WHAT TO DO: Transcribe exactly the line that contains "Target: wheel rim" and every line after it to the end of the entries, and nothing more.
***** INFORMATION SUPPLIED
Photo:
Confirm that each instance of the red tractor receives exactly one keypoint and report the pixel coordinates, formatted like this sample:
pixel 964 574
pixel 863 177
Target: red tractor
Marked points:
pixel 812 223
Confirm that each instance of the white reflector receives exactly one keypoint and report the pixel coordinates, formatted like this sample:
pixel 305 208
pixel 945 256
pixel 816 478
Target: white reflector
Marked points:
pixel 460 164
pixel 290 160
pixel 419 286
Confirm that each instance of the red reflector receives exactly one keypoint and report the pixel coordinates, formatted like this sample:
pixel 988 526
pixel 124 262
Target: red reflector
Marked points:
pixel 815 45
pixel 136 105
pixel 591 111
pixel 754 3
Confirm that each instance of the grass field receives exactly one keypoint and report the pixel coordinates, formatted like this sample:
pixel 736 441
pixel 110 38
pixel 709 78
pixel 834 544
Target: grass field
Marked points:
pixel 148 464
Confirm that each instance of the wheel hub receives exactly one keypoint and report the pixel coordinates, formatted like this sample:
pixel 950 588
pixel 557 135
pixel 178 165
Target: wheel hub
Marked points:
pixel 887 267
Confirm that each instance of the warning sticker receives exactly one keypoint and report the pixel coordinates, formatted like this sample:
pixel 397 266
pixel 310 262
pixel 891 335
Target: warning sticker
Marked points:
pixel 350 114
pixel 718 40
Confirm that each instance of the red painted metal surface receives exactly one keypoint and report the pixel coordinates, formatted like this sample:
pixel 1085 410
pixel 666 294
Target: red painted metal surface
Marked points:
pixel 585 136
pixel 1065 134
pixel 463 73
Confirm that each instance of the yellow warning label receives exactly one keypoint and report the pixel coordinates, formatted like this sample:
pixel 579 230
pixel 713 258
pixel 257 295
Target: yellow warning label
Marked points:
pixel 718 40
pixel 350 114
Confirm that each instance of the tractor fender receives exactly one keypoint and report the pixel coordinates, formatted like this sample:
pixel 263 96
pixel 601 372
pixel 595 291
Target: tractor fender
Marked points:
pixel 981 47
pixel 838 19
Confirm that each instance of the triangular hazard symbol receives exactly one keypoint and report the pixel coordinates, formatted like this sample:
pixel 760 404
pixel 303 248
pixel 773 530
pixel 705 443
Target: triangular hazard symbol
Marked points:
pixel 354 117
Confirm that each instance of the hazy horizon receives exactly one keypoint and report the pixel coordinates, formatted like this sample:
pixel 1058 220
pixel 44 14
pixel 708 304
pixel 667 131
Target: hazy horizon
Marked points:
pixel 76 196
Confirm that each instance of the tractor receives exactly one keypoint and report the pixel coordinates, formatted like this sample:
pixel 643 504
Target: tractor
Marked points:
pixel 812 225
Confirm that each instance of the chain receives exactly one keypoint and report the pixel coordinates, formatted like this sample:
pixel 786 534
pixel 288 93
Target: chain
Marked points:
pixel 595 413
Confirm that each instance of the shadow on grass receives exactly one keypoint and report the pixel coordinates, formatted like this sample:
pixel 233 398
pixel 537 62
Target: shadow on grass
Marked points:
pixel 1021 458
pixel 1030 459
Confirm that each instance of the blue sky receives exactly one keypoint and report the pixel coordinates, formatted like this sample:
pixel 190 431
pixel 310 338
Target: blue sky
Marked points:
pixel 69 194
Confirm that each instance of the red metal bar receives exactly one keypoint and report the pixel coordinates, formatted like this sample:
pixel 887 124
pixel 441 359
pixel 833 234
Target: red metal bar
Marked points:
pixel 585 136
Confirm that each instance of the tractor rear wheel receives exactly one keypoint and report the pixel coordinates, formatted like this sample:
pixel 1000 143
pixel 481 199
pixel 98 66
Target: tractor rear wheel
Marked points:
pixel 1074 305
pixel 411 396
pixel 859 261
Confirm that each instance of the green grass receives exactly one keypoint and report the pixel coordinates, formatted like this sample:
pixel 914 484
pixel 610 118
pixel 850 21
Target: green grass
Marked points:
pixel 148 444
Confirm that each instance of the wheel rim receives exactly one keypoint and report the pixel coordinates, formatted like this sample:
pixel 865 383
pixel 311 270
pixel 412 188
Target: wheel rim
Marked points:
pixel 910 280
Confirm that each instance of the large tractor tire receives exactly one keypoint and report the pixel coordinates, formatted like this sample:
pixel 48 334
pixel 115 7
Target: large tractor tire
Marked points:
**********
WRITTEN REPLY:
Target: wheel rim
Marked points:
pixel 910 280
Confirm that each instance of the large tractor tire receives exactly one keypoint and report the pixel coordinates, formatted like this sample:
pixel 48 334
pixel 115 7
Target: large tractor tire
Marked points:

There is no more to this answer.